Borrower will, and will cause its Subsidiaries to, provide to
Administrative Agent and the Banks, on or before May 31, 2001, information
as of a recent date, concerning the assets, properties, operation and
affairs of each of the Foreign Subsidiaries, CCC Enterstand JV and each of
their other respective joint ventures as may be requested by the
Administrative Agent, and will, and will cause its Subsidiaries to, cause
their respective officers and auditors to discuss such matters with
Administrative Agent and the Consultant, as requested by Administrative
Agent."
(j) Section 8 of the PCM Agreement is hereby amended by extending the date
by which Borrower is required to deliver to the Administrative Agent, Landlord
Waivers and related documents with respect to the leased real property of CCC
Consumer SE and the CCC PCS Subsidiaries, as required by such section, to and
including June 15, 2001.

···

» **Task objective**
Pick up the loan agreement amendment above after its last sentence and write what comes next. The records have no connection to the text.

» **Given entries**
···

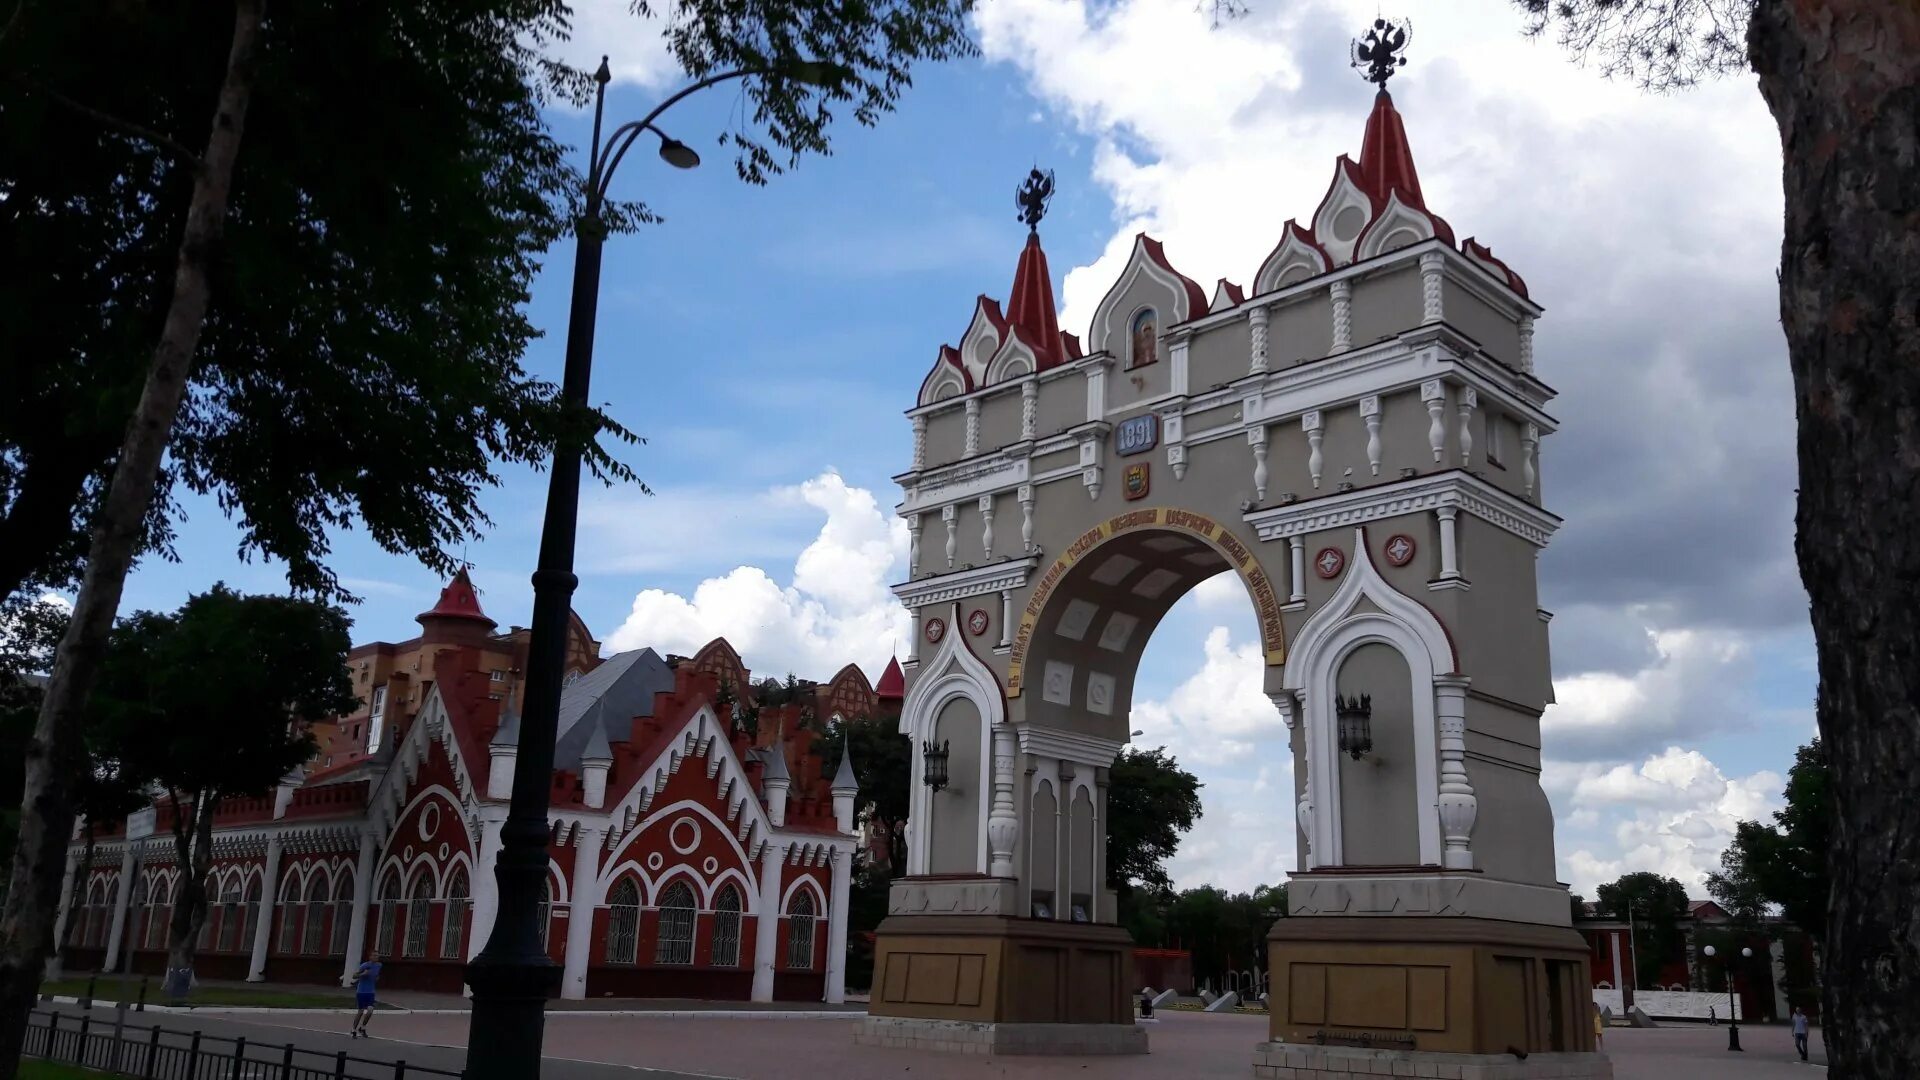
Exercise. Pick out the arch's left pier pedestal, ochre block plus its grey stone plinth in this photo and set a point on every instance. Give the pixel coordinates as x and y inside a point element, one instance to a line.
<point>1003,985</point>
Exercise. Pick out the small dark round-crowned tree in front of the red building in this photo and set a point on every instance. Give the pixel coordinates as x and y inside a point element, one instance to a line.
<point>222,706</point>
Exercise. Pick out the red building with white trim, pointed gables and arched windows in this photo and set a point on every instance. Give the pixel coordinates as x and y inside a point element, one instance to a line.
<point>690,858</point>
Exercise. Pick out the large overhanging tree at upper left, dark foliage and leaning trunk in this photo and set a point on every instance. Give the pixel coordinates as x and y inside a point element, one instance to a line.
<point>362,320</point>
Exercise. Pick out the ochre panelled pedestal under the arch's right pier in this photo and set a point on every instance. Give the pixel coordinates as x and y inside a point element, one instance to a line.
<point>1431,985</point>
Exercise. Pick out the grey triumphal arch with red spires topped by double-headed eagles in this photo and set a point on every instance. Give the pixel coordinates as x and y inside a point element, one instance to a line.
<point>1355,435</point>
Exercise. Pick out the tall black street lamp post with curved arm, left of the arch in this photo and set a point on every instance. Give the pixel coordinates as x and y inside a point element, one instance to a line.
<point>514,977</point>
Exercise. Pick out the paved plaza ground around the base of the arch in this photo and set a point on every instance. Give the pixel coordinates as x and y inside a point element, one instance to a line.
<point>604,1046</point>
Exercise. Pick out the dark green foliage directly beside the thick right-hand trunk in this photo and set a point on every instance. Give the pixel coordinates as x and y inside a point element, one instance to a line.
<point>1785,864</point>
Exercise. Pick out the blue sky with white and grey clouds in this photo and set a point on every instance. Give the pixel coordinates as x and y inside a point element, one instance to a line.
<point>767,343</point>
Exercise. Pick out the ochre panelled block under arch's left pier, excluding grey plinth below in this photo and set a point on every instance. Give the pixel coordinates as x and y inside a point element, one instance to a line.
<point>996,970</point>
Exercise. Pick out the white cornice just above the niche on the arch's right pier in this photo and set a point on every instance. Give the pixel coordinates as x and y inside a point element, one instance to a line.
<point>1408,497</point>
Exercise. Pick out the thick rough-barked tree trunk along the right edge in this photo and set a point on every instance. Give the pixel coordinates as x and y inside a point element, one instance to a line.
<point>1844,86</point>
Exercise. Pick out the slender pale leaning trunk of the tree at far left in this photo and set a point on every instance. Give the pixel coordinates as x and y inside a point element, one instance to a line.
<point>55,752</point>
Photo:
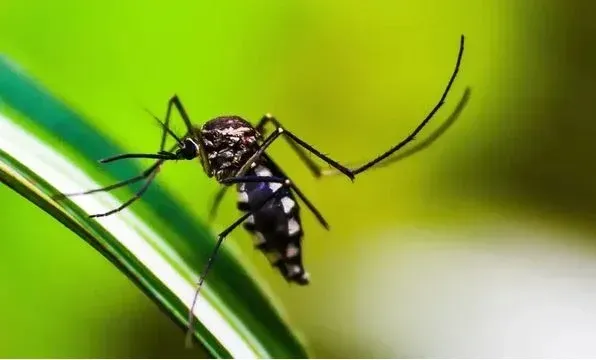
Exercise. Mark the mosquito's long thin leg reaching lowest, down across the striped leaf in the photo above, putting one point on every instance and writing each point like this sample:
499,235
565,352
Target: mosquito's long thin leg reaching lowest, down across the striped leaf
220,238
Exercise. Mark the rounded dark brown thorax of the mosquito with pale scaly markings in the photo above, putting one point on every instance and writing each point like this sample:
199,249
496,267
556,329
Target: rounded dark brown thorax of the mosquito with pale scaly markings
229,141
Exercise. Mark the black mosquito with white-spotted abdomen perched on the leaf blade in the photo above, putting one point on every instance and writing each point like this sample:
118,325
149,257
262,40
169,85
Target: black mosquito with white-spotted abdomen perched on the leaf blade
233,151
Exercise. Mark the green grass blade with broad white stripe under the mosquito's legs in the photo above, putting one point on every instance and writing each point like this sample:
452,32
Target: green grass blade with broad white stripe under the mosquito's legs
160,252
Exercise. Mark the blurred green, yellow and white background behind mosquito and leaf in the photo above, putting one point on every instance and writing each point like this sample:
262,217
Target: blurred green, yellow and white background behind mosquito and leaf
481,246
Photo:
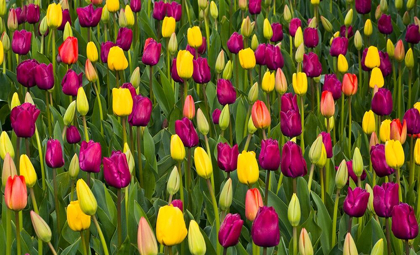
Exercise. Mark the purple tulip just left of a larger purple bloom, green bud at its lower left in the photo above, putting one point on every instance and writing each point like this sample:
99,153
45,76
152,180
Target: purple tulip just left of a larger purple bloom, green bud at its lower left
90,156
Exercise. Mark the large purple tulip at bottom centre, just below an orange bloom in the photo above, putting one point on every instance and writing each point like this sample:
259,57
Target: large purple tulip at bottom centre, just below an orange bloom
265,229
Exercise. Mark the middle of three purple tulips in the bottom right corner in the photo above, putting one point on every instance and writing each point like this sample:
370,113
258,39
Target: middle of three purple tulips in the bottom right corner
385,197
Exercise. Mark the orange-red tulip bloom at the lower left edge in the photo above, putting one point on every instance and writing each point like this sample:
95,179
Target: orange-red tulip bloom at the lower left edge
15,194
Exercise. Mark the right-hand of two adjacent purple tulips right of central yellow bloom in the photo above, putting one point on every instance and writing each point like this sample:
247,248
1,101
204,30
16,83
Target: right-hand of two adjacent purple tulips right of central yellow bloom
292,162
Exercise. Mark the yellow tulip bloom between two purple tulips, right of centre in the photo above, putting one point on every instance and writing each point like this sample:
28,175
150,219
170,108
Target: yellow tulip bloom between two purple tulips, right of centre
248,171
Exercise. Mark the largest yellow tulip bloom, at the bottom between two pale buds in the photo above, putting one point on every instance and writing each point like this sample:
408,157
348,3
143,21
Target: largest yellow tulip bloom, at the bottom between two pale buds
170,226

···

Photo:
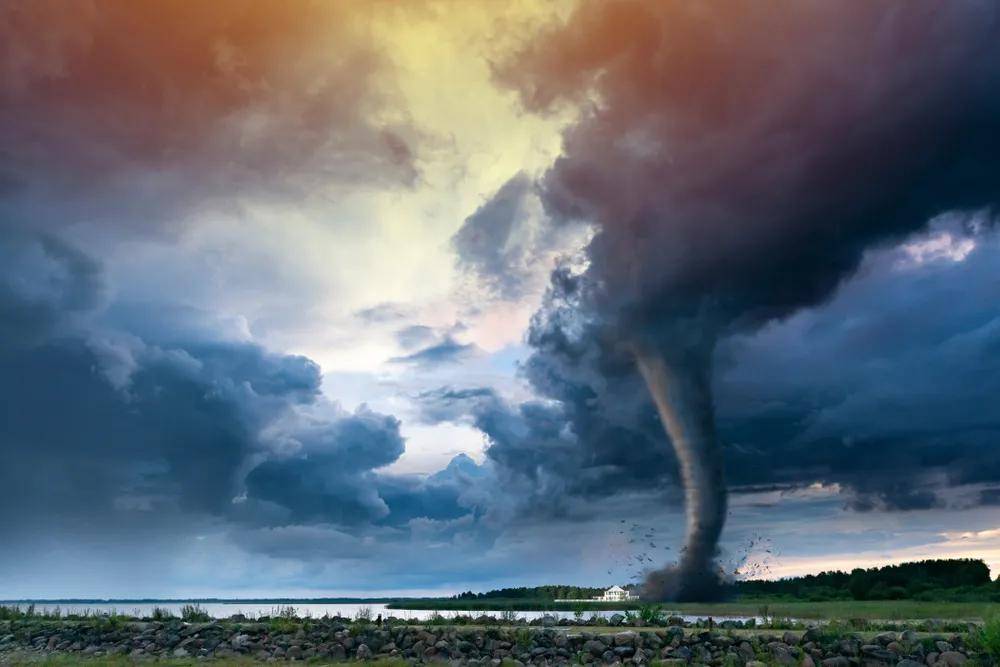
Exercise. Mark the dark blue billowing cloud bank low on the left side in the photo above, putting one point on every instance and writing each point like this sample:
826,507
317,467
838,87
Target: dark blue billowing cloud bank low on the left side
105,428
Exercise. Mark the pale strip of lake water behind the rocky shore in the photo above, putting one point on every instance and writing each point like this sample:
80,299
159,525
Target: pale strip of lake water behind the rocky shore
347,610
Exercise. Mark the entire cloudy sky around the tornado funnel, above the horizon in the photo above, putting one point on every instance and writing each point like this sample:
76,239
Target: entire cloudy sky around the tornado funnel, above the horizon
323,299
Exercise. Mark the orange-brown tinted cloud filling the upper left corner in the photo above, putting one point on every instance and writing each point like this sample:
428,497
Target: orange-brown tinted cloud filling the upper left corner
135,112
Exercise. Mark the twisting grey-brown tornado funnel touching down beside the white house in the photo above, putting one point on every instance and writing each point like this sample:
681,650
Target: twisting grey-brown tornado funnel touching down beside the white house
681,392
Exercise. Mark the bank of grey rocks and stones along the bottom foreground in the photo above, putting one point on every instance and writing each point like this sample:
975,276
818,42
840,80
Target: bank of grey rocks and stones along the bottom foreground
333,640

···

» **Task answer**
(k) Section 9.17(6) of the Credit Agreement is hereby amended and restated
as follows:
"9.1.17(6). `CCC XXXXXX' means X.X. Xxxxxx Limited, a private liability
company organized under the laws of the United Kingdom."
(l) Section 9.1.17(16) of the Credit Agreement is hereby amended and
restated as follows:
"9.1.17(16). `CCC ENTERSTAND JV' means Enterstand Limited, a private
limited company incorporated under the laws of England and Wales."
(m) Section 11 of the PCM Agreement is hereby amended by extending the date
by which Borrower is required to deliver to the Administrative Agent corporate
authorizations and related documents from the Foreign Subsidiaries, as required
by such section, to and including June 15, 2001.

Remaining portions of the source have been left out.